YOUR TASK: Reproduce every record below exactly as written, leaving out any pictures.

INPUT:

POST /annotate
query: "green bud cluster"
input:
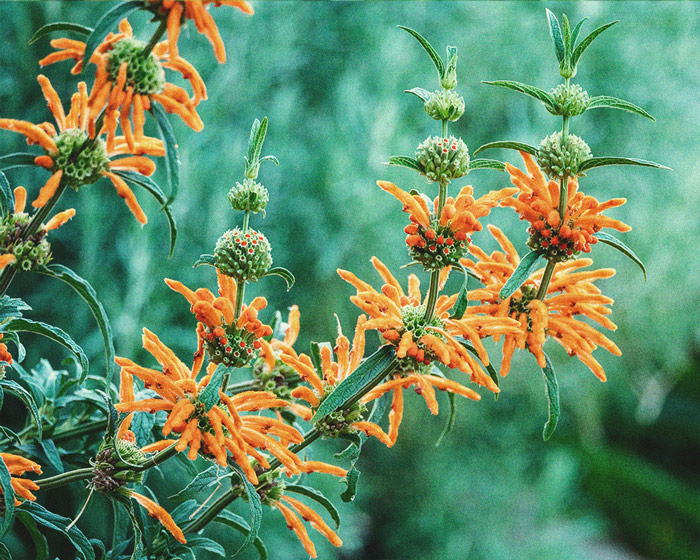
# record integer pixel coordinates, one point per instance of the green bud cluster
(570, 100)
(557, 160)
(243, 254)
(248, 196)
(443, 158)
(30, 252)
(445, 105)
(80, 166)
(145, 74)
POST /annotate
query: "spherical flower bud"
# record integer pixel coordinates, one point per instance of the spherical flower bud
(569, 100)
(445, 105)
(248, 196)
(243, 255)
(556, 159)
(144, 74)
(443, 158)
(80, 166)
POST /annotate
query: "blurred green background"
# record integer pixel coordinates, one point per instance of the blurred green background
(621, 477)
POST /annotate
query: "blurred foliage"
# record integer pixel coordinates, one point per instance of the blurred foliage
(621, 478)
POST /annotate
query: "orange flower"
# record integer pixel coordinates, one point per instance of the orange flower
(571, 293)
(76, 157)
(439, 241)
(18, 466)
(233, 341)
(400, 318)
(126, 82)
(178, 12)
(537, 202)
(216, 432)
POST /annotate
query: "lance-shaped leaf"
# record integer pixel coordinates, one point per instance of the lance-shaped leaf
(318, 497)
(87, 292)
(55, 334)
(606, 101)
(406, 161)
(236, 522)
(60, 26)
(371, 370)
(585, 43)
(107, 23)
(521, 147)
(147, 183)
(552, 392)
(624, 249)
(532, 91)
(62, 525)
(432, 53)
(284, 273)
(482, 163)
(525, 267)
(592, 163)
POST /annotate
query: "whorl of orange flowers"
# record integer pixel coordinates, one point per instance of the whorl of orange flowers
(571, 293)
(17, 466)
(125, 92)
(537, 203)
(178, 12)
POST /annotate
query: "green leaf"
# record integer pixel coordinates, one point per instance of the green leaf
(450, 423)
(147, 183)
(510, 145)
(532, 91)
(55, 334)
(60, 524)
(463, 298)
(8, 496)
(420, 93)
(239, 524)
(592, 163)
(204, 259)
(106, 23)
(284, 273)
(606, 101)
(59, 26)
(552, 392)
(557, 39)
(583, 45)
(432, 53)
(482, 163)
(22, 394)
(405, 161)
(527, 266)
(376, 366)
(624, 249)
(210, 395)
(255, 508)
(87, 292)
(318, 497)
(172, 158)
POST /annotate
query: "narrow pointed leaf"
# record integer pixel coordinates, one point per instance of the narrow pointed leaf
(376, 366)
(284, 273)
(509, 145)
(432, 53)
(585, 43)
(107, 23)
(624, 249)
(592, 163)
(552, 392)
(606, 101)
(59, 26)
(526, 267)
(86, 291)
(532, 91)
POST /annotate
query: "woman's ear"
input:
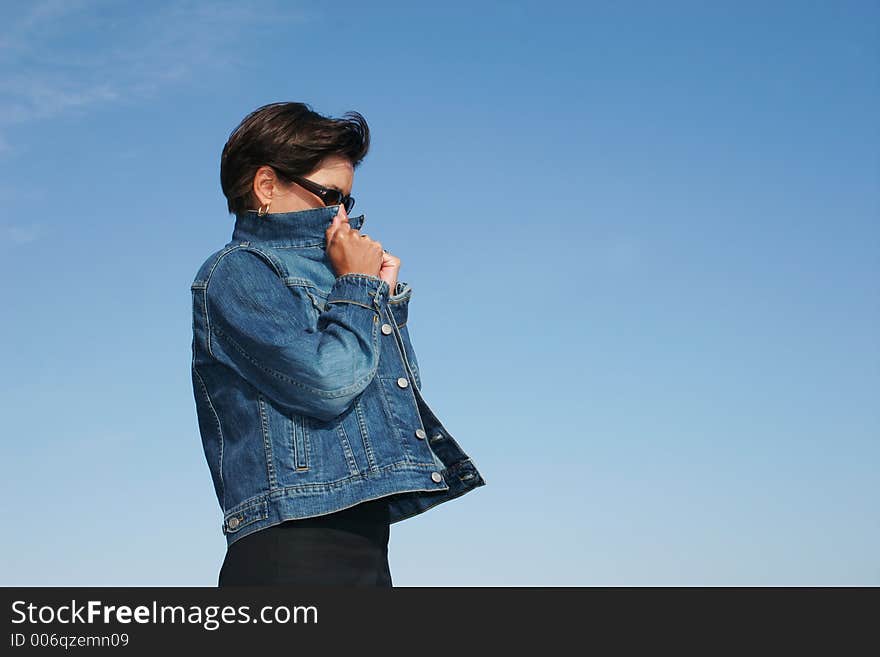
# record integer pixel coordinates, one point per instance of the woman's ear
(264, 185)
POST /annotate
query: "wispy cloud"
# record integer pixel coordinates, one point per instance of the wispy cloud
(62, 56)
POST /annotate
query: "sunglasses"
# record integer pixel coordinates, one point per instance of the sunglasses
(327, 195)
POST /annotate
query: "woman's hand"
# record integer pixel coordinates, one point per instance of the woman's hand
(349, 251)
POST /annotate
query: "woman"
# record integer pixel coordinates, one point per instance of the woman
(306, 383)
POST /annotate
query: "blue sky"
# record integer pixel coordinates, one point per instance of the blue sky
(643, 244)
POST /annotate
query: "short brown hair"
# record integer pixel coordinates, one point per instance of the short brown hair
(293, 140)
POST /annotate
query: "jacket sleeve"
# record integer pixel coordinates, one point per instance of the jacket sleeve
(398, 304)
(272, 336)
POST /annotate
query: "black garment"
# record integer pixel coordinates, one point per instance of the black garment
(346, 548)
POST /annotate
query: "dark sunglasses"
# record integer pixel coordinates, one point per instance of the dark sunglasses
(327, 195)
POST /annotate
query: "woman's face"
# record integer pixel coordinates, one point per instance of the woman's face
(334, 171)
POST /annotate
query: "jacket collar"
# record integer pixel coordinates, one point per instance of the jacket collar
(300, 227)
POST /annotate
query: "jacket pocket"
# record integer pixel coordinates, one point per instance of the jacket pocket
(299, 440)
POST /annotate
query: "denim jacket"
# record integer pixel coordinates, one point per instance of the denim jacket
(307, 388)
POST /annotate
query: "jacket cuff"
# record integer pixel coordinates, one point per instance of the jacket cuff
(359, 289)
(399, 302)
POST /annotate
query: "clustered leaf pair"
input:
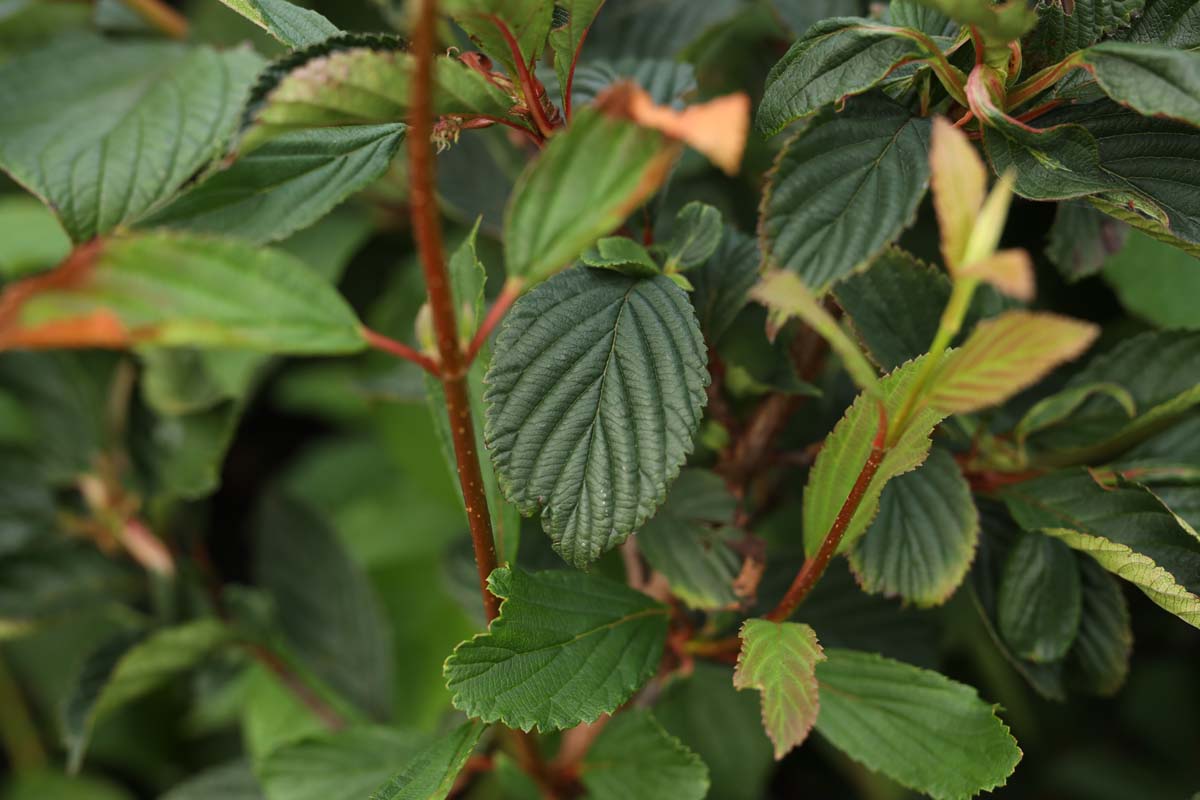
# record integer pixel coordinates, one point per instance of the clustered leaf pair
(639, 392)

YOUR SOLUTION:
POST /annotate
query: "green bud cluster"
input:
# record integer pixel coordinates, one point per instance of the green bud cluster
(570, 100)
(557, 160)
(243, 254)
(248, 196)
(443, 158)
(30, 252)
(445, 105)
(80, 166)
(145, 74)
POST /annotate
query: "spherical flower bud"
# record integer pixel coordinates, one point per instance of the spherical flower bud
(569, 100)
(445, 105)
(248, 196)
(243, 255)
(556, 159)
(144, 74)
(443, 158)
(80, 166)
POST /annotate
query: "blurred green background"
# record integer pixel coordinates, one point per instance of the blurred green background
(621, 477)
POST /annotate
query: "blurred foliage"
# record integer pixel coordinates, one point per instance of the blurred foliage
(621, 478)
POST /annotate
query: "orange flower"
# record integer pixel coordinates, one point per instance of the orange flower
(571, 293)
(76, 157)
(439, 241)
(18, 466)
(233, 341)
(400, 318)
(126, 82)
(178, 12)
(537, 202)
(216, 432)
POST /annotate
query: "lance-shaped leaf"
# record integer pixel coordinates, one point per instance of the lance-shaped leaf
(318, 497)
(87, 292)
(55, 334)
(606, 101)
(406, 161)
(236, 522)
(60, 26)
(371, 370)
(585, 43)
(107, 23)
(521, 147)
(147, 183)
(552, 392)
(624, 249)
(532, 91)
(62, 525)
(432, 53)
(284, 273)
(482, 163)
(525, 267)
(592, 163)
POST /annotate
query: "whorl of orange flowers"
# record integer pixel coordinates, one point per instance of the whorl of orange flowers
(571, 293)
(17, 466)
(125, 92)
(537, 203)
(178, 12)
POST /annotate
query: "green leaf"
# record integer pixel coordinates, one point per instance of the green leaf
(450, 423)
(147, 183)
(510, 145)
(532, 91)
(55, 334)
(60, 524)
(463, 298)
(8, 496)
(420, 93)
(239, 524)
(592, 163)
(204, 259)
(106, 23)
(284, 273)
(606, 101)
(59, 26)
(552, 392)
(557, 39)
(583, 45)
(432, 53)
(482, 163)
(22, 394)
(405, 161)
(527, 266)
(376, 366)
(624, 249)
(210, 395)
(255, 508)
(87, 292)
(318, 497)
(172, 158)
POST /annotate
query: "narrow pointed leaf"
# record integer pixel coordinates, one point per instance of the narrow pointed leaf
(376, 366)
(284, 273)
(509, 145)
(432, 53)
(585, 43)
(107, 23)
(624, 249)
(592, 163)
(552, 392)
(606, 101)
(59, 26)
(526, 267)
(86, 291)
(532, 91)
POST /annotate
query: "woman's ear"
input:
# record integer pixel coordinates, one point per instance of the woman's ear
(264, 185)
POST /annotate
query: "wispy cloud"
# record integer pixel coordinates, one point per instance of the wispy cloud
(62, 56)
POST /annotate
query: "sunglasses"
# record integer pixel coordinates, one point per instance of the sunglasses
(327, 195)
POST /annotate
query: "woman's hand"
# record integer pixel coordinates, one point per instance of the woman's hand
(349, 251)
POST /annotate
query: "woman"
# record integer pixel coordinates, one point per instance of the woman
(306, 383)
POST /annotate
query: "blue sky"
# record integer pixel coordinates, one point per instance of the blue sky
(643, 244)
POST /annotate
query: "short brown hair"
# record integer pixel coordinates, one point per instance of the short brown hair
(293, 140)
POST /annotate
query: "jacket sleeve"
# record integer pixel coordinates, one point per instance of the jacket sleeve
(398, 304)
(272, 336)
POST /annotate
query: "black garment"
# record integer pixel coordinates, one point per instance of the black garment
(346, 548)
POST /annotate
query: "dark sunglasses"
# record integer pixel coordinates, one point per instance of the dark sunglasses
(327, 195)
POST /annotate
query: "woman's face"
# record integer pixel coordinates, one point per instance of the woman's face
(334, 171)
POST /annotate
query: "jacket collar"
# record integer pixel coordinates, one point per instance of the jacket collar
(300, 227)
POST /annotate
query: "jacket pocket"
# record integer pixel coordinates, one point per instance of the jacket pocket
(299, 440)
POST /annotate
query: "denim jacket"
# record integer pixel coordinates, one point per instance of the denim jacket
(307, 388)
POST /annotate
query: "jacket cuff"
# record integer pixel coordinates, one point per instance of the jacket cuff
(359, 289)
(399, 302)
POST /annotate
query: "clustered leaf pair"
input:
# record integer pixel coordinates, one point per instance of the clustered leaf pair
(639, 392)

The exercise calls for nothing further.